┌──

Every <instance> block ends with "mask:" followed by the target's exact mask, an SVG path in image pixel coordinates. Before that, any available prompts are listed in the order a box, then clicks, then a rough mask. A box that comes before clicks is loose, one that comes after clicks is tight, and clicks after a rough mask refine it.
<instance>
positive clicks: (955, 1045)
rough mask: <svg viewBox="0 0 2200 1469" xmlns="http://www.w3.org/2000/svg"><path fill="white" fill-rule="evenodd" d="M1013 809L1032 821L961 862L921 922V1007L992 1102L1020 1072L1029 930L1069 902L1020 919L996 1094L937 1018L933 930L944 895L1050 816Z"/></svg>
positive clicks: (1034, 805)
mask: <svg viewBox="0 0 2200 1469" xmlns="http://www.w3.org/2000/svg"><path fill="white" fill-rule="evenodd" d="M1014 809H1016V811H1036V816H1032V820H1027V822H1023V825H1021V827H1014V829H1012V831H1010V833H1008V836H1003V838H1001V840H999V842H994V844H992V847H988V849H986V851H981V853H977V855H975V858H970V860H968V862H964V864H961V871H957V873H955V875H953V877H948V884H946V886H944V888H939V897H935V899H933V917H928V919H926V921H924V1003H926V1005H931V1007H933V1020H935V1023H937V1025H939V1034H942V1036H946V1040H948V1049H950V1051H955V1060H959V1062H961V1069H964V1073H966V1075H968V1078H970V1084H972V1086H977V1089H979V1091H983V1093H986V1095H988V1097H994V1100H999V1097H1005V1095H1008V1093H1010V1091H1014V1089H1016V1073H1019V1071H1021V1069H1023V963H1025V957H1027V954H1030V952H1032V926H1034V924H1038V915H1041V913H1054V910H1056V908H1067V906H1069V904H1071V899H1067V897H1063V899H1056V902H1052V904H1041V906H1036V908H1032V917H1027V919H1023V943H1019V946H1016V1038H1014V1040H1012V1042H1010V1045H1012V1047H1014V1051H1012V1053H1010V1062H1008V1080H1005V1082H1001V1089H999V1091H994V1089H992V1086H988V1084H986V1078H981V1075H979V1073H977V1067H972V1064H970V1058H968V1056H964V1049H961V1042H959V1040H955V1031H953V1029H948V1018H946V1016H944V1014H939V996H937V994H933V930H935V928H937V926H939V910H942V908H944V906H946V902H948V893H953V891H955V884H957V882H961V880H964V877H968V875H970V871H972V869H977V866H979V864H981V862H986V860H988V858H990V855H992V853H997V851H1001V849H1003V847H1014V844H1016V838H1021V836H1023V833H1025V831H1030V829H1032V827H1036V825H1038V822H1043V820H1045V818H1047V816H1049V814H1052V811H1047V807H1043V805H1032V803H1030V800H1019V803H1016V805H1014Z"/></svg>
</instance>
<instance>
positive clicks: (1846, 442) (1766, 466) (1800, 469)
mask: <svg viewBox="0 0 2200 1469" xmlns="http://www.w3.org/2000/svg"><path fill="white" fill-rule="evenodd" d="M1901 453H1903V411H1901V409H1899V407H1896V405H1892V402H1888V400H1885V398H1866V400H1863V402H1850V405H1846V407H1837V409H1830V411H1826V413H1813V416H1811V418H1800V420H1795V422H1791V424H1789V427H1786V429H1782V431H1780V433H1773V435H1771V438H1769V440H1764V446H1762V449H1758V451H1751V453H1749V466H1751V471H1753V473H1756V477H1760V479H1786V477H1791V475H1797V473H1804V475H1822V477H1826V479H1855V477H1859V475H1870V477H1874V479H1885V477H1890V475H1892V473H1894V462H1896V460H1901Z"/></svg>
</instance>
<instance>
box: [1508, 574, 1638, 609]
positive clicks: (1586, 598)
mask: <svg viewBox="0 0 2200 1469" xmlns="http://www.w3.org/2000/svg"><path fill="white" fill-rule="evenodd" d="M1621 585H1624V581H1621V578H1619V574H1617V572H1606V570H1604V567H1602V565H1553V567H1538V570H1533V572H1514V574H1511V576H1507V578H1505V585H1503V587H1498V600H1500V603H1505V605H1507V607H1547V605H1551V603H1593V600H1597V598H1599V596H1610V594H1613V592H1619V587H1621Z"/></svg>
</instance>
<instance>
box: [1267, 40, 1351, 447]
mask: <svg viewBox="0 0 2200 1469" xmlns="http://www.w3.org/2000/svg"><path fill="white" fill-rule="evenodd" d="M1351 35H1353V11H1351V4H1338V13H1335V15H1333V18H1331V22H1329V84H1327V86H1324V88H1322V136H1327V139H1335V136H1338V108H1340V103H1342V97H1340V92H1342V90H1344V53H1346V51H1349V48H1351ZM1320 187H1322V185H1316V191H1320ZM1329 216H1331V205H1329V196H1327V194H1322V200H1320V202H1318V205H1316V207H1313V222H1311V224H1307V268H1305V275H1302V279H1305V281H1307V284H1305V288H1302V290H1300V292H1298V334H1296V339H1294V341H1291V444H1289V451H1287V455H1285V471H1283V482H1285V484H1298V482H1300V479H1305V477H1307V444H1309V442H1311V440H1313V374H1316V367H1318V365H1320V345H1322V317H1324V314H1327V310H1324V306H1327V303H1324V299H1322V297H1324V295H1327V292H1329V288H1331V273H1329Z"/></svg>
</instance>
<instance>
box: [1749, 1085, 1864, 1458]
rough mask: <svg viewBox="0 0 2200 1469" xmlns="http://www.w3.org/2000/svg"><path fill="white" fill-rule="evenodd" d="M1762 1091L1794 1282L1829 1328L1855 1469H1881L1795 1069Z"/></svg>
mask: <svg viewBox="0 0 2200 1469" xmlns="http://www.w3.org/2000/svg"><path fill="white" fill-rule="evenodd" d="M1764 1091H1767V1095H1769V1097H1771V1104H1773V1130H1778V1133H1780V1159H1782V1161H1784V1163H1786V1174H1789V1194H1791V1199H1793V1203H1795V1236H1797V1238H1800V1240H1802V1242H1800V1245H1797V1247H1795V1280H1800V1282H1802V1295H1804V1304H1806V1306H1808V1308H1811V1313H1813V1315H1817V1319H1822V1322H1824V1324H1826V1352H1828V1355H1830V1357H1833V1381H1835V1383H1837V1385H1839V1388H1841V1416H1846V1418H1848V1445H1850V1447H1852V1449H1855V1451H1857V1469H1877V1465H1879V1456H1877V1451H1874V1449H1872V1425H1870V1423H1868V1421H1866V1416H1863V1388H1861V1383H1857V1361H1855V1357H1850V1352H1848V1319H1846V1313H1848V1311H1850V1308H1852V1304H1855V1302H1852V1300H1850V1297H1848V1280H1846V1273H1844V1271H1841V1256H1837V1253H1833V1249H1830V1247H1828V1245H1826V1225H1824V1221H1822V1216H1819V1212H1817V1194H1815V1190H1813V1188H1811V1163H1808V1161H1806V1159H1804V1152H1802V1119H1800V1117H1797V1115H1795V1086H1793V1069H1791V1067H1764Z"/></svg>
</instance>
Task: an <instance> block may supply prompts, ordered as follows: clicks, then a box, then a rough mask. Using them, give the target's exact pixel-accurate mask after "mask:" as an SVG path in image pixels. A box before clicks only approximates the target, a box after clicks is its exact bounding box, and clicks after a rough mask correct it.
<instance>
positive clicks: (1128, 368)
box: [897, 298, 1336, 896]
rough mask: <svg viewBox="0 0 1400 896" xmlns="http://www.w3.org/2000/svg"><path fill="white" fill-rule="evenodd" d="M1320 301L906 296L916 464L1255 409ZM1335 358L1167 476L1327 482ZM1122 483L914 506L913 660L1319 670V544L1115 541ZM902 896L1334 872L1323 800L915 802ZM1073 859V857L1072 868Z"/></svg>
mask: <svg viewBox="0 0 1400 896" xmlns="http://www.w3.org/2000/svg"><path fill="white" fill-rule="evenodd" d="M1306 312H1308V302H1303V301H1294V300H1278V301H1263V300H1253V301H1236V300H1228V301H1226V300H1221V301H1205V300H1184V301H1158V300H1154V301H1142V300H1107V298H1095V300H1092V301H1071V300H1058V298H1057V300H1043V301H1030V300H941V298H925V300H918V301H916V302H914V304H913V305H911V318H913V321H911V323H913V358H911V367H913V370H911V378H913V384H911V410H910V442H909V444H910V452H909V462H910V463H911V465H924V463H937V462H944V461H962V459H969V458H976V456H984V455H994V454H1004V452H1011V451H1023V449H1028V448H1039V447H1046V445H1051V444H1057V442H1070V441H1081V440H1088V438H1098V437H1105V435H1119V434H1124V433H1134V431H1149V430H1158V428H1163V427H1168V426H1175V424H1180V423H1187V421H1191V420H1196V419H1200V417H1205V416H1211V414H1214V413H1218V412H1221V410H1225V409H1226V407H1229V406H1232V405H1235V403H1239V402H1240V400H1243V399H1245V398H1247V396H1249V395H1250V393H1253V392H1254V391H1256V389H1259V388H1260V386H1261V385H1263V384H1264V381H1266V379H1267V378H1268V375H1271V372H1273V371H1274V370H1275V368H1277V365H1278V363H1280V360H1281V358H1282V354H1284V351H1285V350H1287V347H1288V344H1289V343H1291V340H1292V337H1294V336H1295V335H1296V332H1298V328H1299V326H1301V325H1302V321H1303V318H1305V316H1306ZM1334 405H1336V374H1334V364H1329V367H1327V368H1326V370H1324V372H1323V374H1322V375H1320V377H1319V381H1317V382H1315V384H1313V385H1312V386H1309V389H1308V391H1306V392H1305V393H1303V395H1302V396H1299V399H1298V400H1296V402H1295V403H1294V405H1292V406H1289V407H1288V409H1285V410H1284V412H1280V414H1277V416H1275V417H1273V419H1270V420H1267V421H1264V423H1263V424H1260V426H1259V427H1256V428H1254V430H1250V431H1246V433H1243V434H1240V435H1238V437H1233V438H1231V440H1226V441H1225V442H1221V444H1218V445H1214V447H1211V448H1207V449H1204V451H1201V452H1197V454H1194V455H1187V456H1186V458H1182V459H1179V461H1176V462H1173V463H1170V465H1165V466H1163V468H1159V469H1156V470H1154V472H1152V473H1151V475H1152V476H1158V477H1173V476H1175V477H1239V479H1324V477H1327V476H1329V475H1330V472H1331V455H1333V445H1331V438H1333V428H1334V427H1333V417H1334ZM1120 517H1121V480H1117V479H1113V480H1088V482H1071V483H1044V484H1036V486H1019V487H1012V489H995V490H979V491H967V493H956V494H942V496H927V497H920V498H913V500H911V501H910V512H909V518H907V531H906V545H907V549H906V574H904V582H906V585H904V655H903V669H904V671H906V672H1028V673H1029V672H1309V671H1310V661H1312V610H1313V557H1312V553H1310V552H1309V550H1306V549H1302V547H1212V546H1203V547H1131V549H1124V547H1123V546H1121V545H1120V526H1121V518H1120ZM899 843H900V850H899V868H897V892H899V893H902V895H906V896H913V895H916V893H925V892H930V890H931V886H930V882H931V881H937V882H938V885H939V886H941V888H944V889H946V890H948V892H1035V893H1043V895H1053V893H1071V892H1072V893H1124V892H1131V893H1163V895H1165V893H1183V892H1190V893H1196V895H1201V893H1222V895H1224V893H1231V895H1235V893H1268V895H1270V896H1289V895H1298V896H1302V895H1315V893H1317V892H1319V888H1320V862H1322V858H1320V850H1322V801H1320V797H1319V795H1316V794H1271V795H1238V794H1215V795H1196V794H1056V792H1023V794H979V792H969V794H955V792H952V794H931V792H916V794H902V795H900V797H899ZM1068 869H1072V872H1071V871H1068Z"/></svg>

└──

* Problem statement: Return all lines in the data that include the word "then".

* Finished exercise:
Every <instance> block ends with "mask:" followed by the target's exact mask, an SVG path in image pixel coordinates. Before that, any available prompts are listed in the order a box, then clicks, then a rough mask. A box that comes before clicks is loose, one that comes after clicks is tight, and clicks after a rough mask refine it.
Task: an <instance> block may supply prompts, ordered as follows: clicks, then a box, then a rough mask. Using them, give the target's exact pixel-accurate mask after "mask:" as an SVG path in image pixels. A box before clicks only approximates the target, a box after clicks is its exact bounding box, and clicks after a rough mask correct it.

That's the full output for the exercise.